▶ **Teile der Übung**
1 > Beantworte diese Fragen zum Text über Dürnstein:
(a) Wie viele Charterschiffe legen laut Text manchmal gleichzeitig an?
(b) Welche Besucher sind laut Text nicht das Problem?
(c) Wonach fragten Touristen bei dem Trauerzug?
2 > Setze den Text über Dürnstein nach seinem letzten Satz fort.

──────── Text

Eva Hörth, Dürnstein: "Wir sind eine der wenigen Familien, die noch in der Altstadt lebt. Wohnraum für Einheimische gibt es mittlerweile gar nicht mehr. Manchmal legen sechs Charterschiffe gleichzeitig an, das ist einfach zu viel. Der Lärmpegel ist fast den ganzen Tag unerträglich, alle Einheimischen sind genervt und wünschen sich eine bessere Verteilung der Touristenströme.

Die normalen Wanderer und Radfahrer sind nicht das Problem, aber denen ist das langsam auch zu viel Remmidemmi.

Manche Touristen denken, Dürnstein wäre ein Museum. Letztens haben sie bei einem Trauerzug nach einer Beerdigung Fotos und Videos gemacht und gefragt, wann die nächste Parade stattfindet. Langsam fehlen mir echt die Worte."

"Partytouristen kommen eher nicht"

────────────────
──────── Vorliegende Einträge

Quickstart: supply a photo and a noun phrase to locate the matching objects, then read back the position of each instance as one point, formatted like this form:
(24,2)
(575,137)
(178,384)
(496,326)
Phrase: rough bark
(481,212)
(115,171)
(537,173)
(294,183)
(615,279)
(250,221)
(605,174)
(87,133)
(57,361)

────────────────

▶ **Erwartete Antworten**
1 >
(a) Sechs.
(b) Die normalen Wanderer und Radfahrer.
(c) Wann die nächste Parade stattfindet.

2 >
Lukas*, Wien: "Gut ein Drittel der Wohnungen in diesem Haus wird bewohnt - der Rest steht entweder seit Jahren leer oder wird von unterschiedlichen Eigentümern an Urlauber vermietet. Die Gäste sind in der Regel entweder ältere Menschen oder Familien mit Kindern - Partytouristen kommen eher nicht.

Es gibt aber schon einige skurrile Geschichten. Einmal saß ich im Homeoffice und jemand versuchte vehement meine Wohnungstür zu öffnen - ein Gast hatte sich in der Tür geirrt.

Hausgemeinschaft gibt es bei uns keine, alles ist anonym, was es schwierig macht, Themen im Haus, die alle betreffen, schnell abzuklären. Dafür trifft man Touristen. Manche Begegnungen sind nett - aber ich hab nicht immer Lust, im Stiegenhaus Touristenführer zu spielen."

"Die Stadt fühlt sich internationaler an"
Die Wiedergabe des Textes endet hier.